Task A: In the AFCAT FAQ, transcribe everything from "How do I handle" down to "time-shifted pipe problem.".

Passage given:
****
How much boats-streams-pipes-cisterns appears in AFCAT?

On average about half a mark per paper across recent AFCAT papers — sometimes a single question, sometimes none. The topic is light, but the marks are nearly free if you have done a 30-minute revision.

Are pipes-and-cisterns and boats-and-streams ever combined into one question?

No. AFCAT keeps the two sub-topics separate. A single question will be either purely a boat or purely a pipe scenario.

Is the boat-and-stream formula the same as the airplane-and-wind formula?

Yes. The same b ± s structure applies — b is the plane's air speed, s is the wind speed, downstream becomes tail-wind, upstream becomes head-wind. The maths is identical.

How do I handle a problem where the leak only starts after the tank is partially full?

Split the timeline into two stages: stage 1 with no leak, stage 2 with the leak active. Compute the volume added in each stage separately and add them up. The same staged approach works for any time-shifted pipe problem.

What if the upstream speed comes out negative or zero?

That means the stream is at least as fast as the boat (s ≥ b), so the boat cannot make progress upstream at all. AFCAT will not pose such a question — if your numbers give this, recheck your arithmetic.

Do I need to memorise the harmonic-mean round-trip formula or can I derive it?

Memorising 2du/(d+u) saves about 30 seconds. The derivation is straightforward — total distance divided by total time — but in a paced exam, the formula is faster.
****
Task B: Restate the entries word for word, everything from the first entry down to the line containing "x=1005, y=426".

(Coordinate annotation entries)
****
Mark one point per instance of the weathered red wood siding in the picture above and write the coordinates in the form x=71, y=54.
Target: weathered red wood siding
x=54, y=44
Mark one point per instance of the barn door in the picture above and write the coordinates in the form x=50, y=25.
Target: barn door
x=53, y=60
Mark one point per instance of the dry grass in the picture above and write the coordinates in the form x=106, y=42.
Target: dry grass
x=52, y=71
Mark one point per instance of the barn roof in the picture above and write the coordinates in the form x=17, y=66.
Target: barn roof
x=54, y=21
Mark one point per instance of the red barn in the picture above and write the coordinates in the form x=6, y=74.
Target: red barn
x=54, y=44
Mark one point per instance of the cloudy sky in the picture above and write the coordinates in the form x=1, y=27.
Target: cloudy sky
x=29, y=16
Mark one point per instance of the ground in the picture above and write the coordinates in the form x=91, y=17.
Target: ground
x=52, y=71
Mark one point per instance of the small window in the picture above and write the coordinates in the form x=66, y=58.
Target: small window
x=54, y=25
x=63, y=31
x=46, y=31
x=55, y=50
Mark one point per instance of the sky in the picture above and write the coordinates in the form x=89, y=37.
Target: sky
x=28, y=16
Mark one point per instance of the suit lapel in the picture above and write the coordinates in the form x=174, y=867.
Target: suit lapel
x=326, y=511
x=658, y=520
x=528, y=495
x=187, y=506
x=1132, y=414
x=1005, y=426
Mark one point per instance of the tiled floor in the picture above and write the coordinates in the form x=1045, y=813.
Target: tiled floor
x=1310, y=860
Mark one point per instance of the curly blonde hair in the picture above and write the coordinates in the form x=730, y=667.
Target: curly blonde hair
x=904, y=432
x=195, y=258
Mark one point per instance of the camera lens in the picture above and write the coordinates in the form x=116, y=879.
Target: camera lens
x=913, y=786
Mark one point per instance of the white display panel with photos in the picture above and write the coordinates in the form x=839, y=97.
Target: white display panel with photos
****
Answer A:
How do I handle a problem where the leak only starts after the tank is partially full?

Split the timeline into two stages: stage 1 with no leak, stage 2 with the leak active. Compute the volume added in each stage separately and add them up. The same staged approach works for any time-shifted pipe problem.

Answer B:
Mark one point per instance of the weathered red wood siding in the picture above and write the coordinates in the form x=71, y=54.
Target: weathered red wood siding
x=54, y=44
Mark one point per instance of the barn door in the picture above and write the coordinates in the form x=50, y=25.
Target: barn door
x=53, y=60
Mark one point per instance of the dry grass in the picture above and write the coordinates in the form x=106, y=42.
Target: dry grass
x=52, y=71
Mark one point per instance of the barn roof in the picture above and write the coordinates in the form x=17, y=66.
Target: barn roof
x=54, y=21
Mark one point per instance of the red barn in the picture above and write the coordinates in the form x=6, y=74.
Target: red barn
x=54, y=44
Mark one point per instance of the cloudy sky in the picture above and write the coordinates in the form x=1, y=27.
Target: cloudy sky
x=29, y=16
Mark one point per instance of the ground in the picture above and write the coordinates in the form x=91, y=17.
Target: ground
x=52, y=71
Mark one point per instance of the small window in the picture above and write the coordinates in the form x=66, y=58.
Target: small window
x=54, y=25
x=63, y=31
x=46, y=31
x=55, y=50
Mark one point per instance of the sky in the picture above and write the coordinates in the form x=89, y=37.
Target: sky
x=28, y=16
Mark one point per instance of the suit lapel in the picture above and write the coordinates in the form x=174, y=867.
Target: suit lapel
x=326, y=511
x=658, y=520
x=528, y=495
x=187, y=506
x=1132, y=414
x=1005, y=426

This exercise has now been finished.